◆ INPUT RECORDS ◆
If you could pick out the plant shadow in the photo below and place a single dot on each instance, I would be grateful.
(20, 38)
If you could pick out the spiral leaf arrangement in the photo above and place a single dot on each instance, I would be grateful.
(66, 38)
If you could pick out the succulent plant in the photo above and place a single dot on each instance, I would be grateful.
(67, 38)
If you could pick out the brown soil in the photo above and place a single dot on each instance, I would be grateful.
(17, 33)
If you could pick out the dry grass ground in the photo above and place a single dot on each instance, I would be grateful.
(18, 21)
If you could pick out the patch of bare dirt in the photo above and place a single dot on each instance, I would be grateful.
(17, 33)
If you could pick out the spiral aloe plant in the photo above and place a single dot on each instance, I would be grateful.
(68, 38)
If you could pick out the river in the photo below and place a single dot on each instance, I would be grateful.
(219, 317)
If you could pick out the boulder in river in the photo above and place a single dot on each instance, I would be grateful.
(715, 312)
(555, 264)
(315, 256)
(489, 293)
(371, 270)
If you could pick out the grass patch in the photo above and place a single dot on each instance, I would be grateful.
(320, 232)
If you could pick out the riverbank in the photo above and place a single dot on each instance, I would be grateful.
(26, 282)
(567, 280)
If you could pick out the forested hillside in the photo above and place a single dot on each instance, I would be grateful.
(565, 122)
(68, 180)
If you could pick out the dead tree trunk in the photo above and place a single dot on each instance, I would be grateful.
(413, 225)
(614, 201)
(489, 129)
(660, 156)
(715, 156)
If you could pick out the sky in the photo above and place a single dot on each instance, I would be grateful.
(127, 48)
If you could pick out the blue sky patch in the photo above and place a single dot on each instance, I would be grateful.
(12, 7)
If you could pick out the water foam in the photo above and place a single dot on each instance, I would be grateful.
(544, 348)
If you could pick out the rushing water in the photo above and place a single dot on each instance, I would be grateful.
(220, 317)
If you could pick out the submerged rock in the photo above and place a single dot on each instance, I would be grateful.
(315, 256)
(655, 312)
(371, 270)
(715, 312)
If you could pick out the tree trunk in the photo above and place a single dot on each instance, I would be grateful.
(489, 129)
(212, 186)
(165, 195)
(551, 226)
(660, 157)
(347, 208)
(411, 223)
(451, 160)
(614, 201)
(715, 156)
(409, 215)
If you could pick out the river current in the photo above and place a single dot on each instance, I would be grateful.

◆ TASK STATEMENT ◆
Copy the records above word for word, starting with the line that contains "If you could pick out the water" and continuing through the end of the records.

◆ SOLUTION TO THE PROBLEM ◆
If you could pick out the water foam in the photo above and place a single dot on each instance, I would be grateful.
(544, 348)
If you could pick out the rushing water in the photo above and place a single dot on each instance, I would be grateful.
(220, 317)
If you could pick out the submerged rock in the photo above and place a single dot on each instance, I would be grateful.
(315, 256)
(655, 312)
(371, 270)
(715, 312)
If you could pick out the tree trunk in the photo above and place a single dot on each instance, I would be grateful.
(489, 129)
(212, 186)
(165, 195)
(551, 226)
(660, 157)
(347, 208)
(411, 223)
(451, 160)
(614, 201)
(715, 156)
(409, 215)
If you could pick out the river current in the photo above and place a single dot on each instance, I would be grateful.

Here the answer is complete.